All that is needed is every record, duplicated exactly.
━━━ Source records
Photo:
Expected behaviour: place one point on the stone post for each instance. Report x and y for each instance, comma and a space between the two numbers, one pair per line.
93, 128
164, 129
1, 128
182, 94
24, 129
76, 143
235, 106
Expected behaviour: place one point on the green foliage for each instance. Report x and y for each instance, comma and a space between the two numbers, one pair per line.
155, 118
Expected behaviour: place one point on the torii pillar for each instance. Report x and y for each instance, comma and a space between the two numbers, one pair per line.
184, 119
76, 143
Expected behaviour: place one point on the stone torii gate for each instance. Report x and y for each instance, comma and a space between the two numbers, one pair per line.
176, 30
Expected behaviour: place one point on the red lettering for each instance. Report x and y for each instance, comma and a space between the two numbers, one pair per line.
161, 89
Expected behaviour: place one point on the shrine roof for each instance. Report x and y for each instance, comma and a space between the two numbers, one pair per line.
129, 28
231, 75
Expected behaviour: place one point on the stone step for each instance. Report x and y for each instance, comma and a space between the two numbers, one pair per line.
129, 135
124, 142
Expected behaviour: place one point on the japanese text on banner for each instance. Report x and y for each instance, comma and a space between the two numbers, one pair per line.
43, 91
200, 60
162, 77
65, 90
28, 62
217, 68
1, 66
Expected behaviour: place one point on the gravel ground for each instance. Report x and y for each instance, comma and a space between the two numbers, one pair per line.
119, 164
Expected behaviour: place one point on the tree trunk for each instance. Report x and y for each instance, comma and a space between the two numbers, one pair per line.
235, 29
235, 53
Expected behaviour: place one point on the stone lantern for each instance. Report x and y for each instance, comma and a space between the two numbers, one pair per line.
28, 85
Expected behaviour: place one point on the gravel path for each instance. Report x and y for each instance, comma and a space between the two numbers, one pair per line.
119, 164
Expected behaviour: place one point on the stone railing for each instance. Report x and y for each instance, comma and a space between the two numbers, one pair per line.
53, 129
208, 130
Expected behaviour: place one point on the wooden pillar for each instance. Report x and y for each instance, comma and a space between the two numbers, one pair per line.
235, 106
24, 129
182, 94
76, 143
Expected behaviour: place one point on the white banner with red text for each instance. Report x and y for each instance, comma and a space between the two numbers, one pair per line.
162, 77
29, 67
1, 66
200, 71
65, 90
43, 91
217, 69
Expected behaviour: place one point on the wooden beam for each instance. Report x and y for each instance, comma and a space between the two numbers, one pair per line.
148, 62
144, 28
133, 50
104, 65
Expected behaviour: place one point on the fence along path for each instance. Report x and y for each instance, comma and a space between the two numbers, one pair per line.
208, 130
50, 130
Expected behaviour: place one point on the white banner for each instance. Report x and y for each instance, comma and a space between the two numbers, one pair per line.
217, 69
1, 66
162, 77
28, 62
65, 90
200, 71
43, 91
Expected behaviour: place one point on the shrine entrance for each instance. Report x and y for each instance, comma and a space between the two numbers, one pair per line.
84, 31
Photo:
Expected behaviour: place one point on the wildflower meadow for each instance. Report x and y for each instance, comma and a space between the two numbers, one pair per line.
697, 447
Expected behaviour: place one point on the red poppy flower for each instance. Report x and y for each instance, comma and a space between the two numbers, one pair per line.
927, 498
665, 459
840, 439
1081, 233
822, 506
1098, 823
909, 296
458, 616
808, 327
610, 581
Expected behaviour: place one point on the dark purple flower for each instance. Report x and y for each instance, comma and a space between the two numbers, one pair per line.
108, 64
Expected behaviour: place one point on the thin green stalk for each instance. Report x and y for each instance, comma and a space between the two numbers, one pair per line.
━━━━━━
• Task output:
Photo:
Expected behaviour: place one point on the stone post for each instance. Report x and y for each instance, comma and a space between the two numbers, one pair per line.
93, 128
164, 129
1, 128
182, 94
24, 129
76, 143
235, 106
Expected behaviour: place one point on the green foliage for each instance. Report x and y for each instance, comma and a space between the two numbers, one pair per line.
155, 118
Expected behaviour: place one point on the torii pillar for each instance. Report x and y for each instance, comma and a space between the two numbers, one pair per line.
184, 119
76, 143
Expected behaviour: place one point on the stone torii gate for each instance. Report x and y for each instance, comma and a space between the two numbers, one pair per line.
176, 30
Expected behaviour: place one point on the red lettering for each instance. Report x and y for each instance, comma and a space between the two numbers, one pair per line.
161, 89
Expected behaviour: place one point on the shrine roof for each instance. Report x and y for each instance, comma and a space between the two numbers, one pair per line.
129, 28
231, 75
Expected behaviour: place one point on the stone step for each instance. Report x and y for each instance, comma and a space between the two numbers, one pair per line.
129, 135
124, 142
Expected behaviour: place one point on the japanese text on banner for each instance. Report x and y for each instance, comma and a space between the two numbers, one pair per line.
43, 91
200, 60
162, 77
65, 90
28, 62
217, 68
1, 66
Expected behaviour: place one point on the gravel ground for each instance. Report x and y for each instance, comma and a space between the two numbers, one pair per line.
119, 164
Expected behaviour: place one point on the tree trunk for each instance. Report x and y for each instance, comma and a space between the two numbers, one pair per line.
235, 29
235, 53
Expected behaviour: place one point on the stone lantern for each instance. Report x and y for each instance, comma and a space between the two numbers, one pair per line.
28, 85
Expected behaviour: place one point on the gravel path for each instance. Report x and y for each instance, comma and a space between the two numbers, one pair per line.
119, 164
Expected behaviour: place one point on the stone railing for each instance. Report x and y for each instance, comma and a space between the two numbers, one pair per line.
53, 129
208, 130
Expected behaviour: place one point on the wooden pillar for each instance. Report x and y for each instance, comma and a space between the two numbers, one pair per line.
235, 106
24, 129
182, 94
76, 143
Expected behaviour: place one point on the white banner with red text for each instance. Report x and y for each instance, comma and a space between the two numbers, one pair per line.
162, 77
29, 67
1, 66
200, 71
65, 90
43, 91
217, 69
Expected behaviour: place one point on the wooden beam for each instance. Report x and y for each instance, comma and a space between the two numbers, one pair per line.
148, 62
144, 28
133, 50
104, 65
Expected behaviour: place one point on the fence along path for each instance. Report x and y for each instance, comma and a space between the two numbers, one pair per line.
208, 130
50, 130
Expected behaviour: place one point on the white banner for each instance. Report x and y for each instance, comma and a space between the two numbers, one pair per line.
217, 69
1, 66
162, 77
28, 62
65, 90
200, 71
43, 91
Expected behaviour: place one point on the shrine entrance for each instance. Report x and y for each instance, comma and a space between the two numbers, one pair per line.
84, 31
Photo:
Expected behaviour: place one point on the wildflower meadow for each instance. Report x and y for each instance, comma and a space between the two numbers, one pair per line.
697, 447
Expected behaviour: place one point on the red poppy flower for each instance. Report x and y for each instance, comma and a space between the two numbers, one pair per line.
927, 498
665, 459
840, 439
1081, 233
822, 506
1098, 823
909, 296
458, 616
808, 327
610, 581
Expected behaviour: place one point on the dark purple flower for each instance. Report x and y for each instance, comma and a space between the two numbers, one pair per line.
108, 64
Expected behaviour: place one point on the thin green stalk for each instance. Report x and y for each instance, comma and a space between the two numbers, one pair per line.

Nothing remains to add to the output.